**Activity**:
Find the lines below holding the word "coordinates" and copy each of them.

::: Records shown :::

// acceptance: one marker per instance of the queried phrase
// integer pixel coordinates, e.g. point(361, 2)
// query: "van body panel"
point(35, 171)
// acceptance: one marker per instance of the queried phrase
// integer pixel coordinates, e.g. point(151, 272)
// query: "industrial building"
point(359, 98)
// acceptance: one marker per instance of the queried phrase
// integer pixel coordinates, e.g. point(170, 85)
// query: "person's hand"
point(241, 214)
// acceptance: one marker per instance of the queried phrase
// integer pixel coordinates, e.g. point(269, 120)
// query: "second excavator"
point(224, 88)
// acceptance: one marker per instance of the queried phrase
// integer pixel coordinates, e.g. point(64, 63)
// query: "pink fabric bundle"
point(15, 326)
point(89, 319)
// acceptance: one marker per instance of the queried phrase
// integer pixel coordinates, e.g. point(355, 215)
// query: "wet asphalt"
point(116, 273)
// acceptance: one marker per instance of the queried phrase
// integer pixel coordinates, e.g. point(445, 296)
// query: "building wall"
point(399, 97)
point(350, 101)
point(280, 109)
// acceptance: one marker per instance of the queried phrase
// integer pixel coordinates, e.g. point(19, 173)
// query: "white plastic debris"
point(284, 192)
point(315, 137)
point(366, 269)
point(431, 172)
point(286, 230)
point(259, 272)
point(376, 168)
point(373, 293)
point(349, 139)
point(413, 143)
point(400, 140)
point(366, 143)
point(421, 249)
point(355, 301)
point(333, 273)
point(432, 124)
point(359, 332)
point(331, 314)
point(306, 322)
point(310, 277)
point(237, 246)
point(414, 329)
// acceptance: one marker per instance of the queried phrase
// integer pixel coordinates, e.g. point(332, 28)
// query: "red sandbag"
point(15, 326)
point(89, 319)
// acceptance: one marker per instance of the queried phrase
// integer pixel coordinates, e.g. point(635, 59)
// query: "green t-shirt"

:::

**Solution to this problem**:
// integer pixel coordinates, e.g. point(361, 2)
// integer pixel coordinates, e.g. point(151, 272)
// integer pixel coordinates, e.g. point(170, 85)
// integer pixel coordinates, e.g. point(269, 120)
// integer pixel coordinates, e.g. point(64, 63)
// integer pixel coordinates, e.g. point(355, 215)
// integer pixel coordinates, e.g. point(445, 296)
// integer pixel coordinates, e.g. point(19, 173)
// integer pixel coordinates, e.g. point(332, 28)
// integer pixel coordinates, e.g. point(635, 59)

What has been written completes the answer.